Saved entries

----------

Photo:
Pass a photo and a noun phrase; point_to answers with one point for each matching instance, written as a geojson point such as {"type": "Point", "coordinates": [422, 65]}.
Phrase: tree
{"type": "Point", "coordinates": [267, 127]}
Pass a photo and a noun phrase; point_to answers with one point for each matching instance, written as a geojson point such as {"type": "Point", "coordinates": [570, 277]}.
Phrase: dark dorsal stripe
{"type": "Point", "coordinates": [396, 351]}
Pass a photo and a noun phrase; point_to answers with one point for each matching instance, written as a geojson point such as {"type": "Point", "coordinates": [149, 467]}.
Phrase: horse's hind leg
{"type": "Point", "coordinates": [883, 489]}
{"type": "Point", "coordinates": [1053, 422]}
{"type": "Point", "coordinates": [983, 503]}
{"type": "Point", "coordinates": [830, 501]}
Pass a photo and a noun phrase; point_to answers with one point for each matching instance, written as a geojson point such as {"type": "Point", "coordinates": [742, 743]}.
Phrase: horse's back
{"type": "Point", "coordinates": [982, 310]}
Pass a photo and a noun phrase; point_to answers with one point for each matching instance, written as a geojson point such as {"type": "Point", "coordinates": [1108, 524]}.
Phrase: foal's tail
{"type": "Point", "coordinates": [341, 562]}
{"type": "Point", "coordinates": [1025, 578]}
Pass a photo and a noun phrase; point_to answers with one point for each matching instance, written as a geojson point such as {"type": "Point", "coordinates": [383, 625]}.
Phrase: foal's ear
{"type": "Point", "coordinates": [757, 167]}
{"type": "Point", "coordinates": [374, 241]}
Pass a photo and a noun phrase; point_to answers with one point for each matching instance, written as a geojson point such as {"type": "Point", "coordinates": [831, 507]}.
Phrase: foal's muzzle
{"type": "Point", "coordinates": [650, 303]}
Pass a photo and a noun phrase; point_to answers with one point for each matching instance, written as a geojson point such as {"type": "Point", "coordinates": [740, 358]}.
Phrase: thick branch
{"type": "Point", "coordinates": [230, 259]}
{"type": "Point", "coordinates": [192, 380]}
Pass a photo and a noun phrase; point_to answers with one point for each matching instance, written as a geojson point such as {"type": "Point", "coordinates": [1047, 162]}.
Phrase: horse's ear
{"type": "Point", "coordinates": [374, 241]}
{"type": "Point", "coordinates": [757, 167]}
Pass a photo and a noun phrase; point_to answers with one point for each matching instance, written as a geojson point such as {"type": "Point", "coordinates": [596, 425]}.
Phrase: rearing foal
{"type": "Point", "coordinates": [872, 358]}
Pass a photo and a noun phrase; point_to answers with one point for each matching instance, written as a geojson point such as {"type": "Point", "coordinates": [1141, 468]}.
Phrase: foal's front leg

----------

• Required work
Would you please copy out every line of the data exactly?

• Solution
Photo:
Pass a photo and a noun phrase; point_to answers with one point for each matching instance, written as a geojson point such as {"type": "Point", "coordinates": [422, 65]}.
Phrase: tree
{"type": "Point", "coordinates": [267, 127]}
Pass a photo and a noun phrase; point_to answers with one point for each matching instance, written as a geojson point such as {"type": "Point", "coordinates": [570, 277]}.
Phrase: dark dorsal stripe
{"type": "Point", "coordinates": [396, 351]}
Pass a photo and a noun phrase; point_to answers with one point for each matching instance, written as a geojson point such as {"type": "Point", "coordinates": [149, 467]}.
Phrase: horse's hind leg
{"type": "Point", "coordinates": [883, 489]}
{"type": "Point", "coordinates": [1053, 422]}
{"type": "Point", "coordinates": [983, 503]}
{"type": "Point", "coordinates": [830, 501]}
Pass a photo and a noun phrase; point_to answers with one point for each matching instance, written as a geojson point such as {"type": "Point", "coordinates": [742, 743]}.
Phrase: horse's back
{"type": "Point", "coordinates": [982, 310]}
Pass a photo and a noun phrase; point_to answers with one point for each matching instance, written as a geojson point such as {"type": "Point", "coordinates": [1108, 524]}.
Phrase: foal's tail
{"type": "Point", "coordinates": [341, 562]}
{"type": "Point", "coordinates": [1025, 578]}
Pass a photo and a noun phrase; point_to answers with one point for each matching instance, written as a geojson point such as {"type": "Point", "coordinates": [383, 625]}.
Phrase: foal's ear
{"type": "Point", "coordinates": [757, 167]}
{"type": "Point", "coordinates": [374, 241]}
Pass a photo and a noun phrase; point_to answers with one point for each matching instance, written as a geojson point such as {"type": "Point", "coordinates": [831, 507]}.
Phrase: foal's muzzle
{"type": "Point", "coordinates": [650, 303]}
Pass a photo and a noun phrase; point_to answers with one point for each matching instance, written as a geojson point such as {"type": "Point", "coordinates": [740, 358]}.
Phrase: thick branch
{"type": "Point", "coordinates": [230, 259]}
{"type": "Point", "coordinates": [192, 380]}
Pass a photo and a noun phrase; point_to answers with one point for each matching instance, written as a geojson point such as {"type": "Point", "coordinates": [1047, 162]}.
Phrase: horse's ear
{"type": "Point", "coordinates": [374, 241]}
{"type": "Point", "coordinates": [757, 167]}
Pass a photo and a noun phrase; point_to answers with one point for each matching instance, written as a geojson point such as {"type": "Point", "coordinates": [596, 425]}.
Phrase: rearing foal
{"type": "Point", "coordinates": [872, 358]}
Pass a photo and a noun phrase; point_to answers with one point for each matching instance, written as a geojson point such as {"type": "Point", "coordinates": [1141, 468]}.
Phrase: foal's front leg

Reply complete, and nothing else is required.